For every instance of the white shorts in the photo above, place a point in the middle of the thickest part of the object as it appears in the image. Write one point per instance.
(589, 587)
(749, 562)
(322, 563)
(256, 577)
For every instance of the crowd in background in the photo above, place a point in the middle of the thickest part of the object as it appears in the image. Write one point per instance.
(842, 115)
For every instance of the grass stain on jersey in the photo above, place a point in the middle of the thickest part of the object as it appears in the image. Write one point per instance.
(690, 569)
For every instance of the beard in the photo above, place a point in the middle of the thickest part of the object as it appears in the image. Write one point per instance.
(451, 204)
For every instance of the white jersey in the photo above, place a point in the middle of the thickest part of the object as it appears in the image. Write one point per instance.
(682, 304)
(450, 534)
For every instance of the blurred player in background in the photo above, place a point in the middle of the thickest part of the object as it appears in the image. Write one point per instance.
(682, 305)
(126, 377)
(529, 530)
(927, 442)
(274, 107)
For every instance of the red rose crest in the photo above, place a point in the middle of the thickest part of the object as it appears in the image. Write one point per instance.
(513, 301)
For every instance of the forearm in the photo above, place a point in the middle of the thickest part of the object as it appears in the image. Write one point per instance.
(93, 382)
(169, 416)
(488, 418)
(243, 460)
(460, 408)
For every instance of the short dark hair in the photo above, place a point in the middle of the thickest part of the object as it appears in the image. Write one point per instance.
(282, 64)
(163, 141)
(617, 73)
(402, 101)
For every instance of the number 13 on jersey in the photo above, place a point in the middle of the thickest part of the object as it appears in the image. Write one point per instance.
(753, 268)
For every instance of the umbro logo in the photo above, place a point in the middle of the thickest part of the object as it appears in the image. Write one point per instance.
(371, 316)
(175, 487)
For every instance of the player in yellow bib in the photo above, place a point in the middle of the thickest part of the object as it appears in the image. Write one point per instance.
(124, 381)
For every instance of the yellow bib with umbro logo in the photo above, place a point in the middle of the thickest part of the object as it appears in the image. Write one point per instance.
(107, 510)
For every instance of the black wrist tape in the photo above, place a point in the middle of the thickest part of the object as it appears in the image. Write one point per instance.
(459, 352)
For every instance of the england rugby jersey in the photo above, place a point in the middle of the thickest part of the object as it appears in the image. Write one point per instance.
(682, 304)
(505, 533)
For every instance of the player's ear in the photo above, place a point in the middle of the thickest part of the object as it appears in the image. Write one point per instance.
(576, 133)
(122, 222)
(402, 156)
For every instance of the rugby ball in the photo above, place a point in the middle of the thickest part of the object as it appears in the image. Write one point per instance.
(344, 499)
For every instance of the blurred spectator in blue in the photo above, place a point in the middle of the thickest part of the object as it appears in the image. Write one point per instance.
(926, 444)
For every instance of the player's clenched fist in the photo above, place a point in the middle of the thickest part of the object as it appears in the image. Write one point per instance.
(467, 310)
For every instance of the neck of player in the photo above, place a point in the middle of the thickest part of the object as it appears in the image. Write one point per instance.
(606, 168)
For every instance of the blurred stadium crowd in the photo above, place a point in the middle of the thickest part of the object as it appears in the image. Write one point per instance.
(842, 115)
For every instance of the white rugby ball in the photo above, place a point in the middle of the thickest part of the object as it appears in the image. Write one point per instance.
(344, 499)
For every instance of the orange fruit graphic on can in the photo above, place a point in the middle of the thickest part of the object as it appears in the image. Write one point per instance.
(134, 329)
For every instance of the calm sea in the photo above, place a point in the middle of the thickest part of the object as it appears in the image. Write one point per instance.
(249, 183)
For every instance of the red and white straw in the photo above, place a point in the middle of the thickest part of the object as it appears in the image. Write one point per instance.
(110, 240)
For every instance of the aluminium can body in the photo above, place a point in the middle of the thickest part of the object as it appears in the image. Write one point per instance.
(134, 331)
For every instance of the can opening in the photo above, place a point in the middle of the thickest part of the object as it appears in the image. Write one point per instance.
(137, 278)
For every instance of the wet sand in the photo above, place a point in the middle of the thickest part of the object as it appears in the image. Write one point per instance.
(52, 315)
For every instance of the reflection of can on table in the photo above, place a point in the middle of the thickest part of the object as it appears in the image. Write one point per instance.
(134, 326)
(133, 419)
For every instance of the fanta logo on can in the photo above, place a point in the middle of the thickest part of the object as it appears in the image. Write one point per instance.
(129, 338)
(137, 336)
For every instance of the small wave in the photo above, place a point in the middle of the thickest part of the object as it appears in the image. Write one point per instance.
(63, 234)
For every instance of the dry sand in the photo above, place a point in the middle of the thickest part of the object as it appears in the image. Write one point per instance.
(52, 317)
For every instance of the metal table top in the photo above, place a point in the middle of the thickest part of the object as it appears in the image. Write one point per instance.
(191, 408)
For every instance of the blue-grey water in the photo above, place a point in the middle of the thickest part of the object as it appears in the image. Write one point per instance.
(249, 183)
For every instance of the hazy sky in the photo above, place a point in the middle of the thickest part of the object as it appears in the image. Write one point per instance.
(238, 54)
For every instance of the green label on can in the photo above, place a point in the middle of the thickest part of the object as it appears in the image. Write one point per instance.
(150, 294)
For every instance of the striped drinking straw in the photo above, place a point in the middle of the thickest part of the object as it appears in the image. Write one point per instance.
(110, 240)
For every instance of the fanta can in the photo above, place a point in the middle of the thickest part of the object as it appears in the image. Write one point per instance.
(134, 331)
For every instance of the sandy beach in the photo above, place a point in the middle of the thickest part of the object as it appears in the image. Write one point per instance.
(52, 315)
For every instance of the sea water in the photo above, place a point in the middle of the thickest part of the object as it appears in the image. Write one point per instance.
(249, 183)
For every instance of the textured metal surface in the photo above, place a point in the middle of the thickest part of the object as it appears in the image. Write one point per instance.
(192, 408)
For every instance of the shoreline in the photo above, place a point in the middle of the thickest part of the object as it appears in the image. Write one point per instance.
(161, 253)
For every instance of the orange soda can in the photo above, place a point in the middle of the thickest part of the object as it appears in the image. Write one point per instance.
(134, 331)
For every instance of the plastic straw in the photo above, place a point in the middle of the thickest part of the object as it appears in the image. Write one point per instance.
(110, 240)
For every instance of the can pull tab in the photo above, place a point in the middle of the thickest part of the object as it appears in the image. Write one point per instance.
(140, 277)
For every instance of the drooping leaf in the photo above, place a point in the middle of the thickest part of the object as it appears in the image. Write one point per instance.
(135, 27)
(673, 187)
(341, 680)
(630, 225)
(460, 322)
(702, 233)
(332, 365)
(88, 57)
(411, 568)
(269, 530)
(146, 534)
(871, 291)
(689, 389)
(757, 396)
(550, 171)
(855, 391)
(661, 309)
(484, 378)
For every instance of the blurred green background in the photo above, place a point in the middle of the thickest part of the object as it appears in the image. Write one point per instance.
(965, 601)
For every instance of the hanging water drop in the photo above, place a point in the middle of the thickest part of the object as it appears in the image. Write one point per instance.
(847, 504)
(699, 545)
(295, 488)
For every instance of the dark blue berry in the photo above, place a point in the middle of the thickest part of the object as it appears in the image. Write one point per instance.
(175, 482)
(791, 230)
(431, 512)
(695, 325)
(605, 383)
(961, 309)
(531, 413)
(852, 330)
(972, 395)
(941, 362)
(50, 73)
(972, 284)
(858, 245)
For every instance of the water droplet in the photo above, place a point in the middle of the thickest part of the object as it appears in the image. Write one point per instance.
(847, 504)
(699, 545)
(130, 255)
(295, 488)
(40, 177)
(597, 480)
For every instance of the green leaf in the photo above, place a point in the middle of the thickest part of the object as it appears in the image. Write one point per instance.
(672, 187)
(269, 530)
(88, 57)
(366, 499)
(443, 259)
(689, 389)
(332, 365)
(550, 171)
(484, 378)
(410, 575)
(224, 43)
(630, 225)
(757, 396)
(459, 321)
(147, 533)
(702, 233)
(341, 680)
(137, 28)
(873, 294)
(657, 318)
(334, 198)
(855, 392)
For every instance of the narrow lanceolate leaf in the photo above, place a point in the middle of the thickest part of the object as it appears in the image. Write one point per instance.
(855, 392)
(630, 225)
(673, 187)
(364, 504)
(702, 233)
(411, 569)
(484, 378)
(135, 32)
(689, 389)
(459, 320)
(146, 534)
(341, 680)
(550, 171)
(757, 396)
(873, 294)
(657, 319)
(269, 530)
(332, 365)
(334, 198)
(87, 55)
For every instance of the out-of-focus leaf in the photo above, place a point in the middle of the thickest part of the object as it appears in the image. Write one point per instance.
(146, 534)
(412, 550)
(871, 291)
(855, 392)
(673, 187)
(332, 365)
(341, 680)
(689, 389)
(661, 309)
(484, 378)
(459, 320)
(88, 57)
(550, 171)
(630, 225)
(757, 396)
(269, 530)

**TASK**
Output exactly the lines from the one containing "For every instance of the blurred green" through the last line of the entries, both ends included.

**OUTPUT OF THE TASK**
For every instance of the blurred green background in the photo above, place a point in the middle of the thickest part of the object as it appears in the image. Write one point per instance.
(965, 601)
For every instance of the hanging water drop in the photo above, place a point in the middle of the thickest part of the object as it appears in the image. Write one point per instance.
(847, 504)
(699, 545)
(295, 488)
For every instance of the dark blue berry in the photo above, place a point in the middle of the thickest part of the object as it appears in the image. Write one point per instance.
(175, 482)
(791, 230)
(431, 512)
(695, 325)
(605, 383)
(961, 309)
(531, 413)
(852, 330)
(972, 395)
(941, 362)
(50, 73)
(972, 284)
(858, 245)
For every instance of the water droplet in the photo above, place a point in the middle of the thickest part of the object as it appears in the image. Write one point per instance.
(847, 504)
(699, 545)
(130, 255)
(295, 488)
(40, 177)
(597, 480)
For every instance of the green leaf in the photo above, place a point in the middle of the thickest part of the object as it appears in the image. Write one point per instance.
(672, 187)
(269, 530)
(88, 57)
(366, 499)
(443, 259)
(689, 389)
(332, 365)
(550, 171)
(484, 378)
(410, 575)
(224, 43)
(630, 225)
(757, 396)
(459, 321)
(147, 533)
(702, 233)
(341, 680)
(137, 28)
(873, 294)
(657, 318)
(334, 198)
(855, 392)
For every instance of the narrow lanceolate leaf in the photo above, place a point in the middle of the thickest part of the object as it appears in the image. Write one point per instance.
(855, 392)
(630, 225)
(673, 187)
(364, 504)
(702, 233)
(411, 569)
(484, 378)
(135, 32)
(689, 389)
(459, 320)
(146, 534)
(341, 680)
(550, 171)
(757, 396)
(873, 294)
(657, 319)
(269, 530)
(332, 365)
(334, 198)
(87, 55)
For every instance of the out-of-focus leaf in the photo above, place a point in the middle of the thickest part of the object as it appears in the image. Write one point per instance.
(146, 534)
(412, 550)
(871, 291)
(855, 392)
(673, 187)
(332, 365)
(341, 680)
(689, 389)
(661, 309)
(484, 378)
(459, 320)
(88, 57)
(550, 171)
(630, 225)
(757, 396)
(269, 530)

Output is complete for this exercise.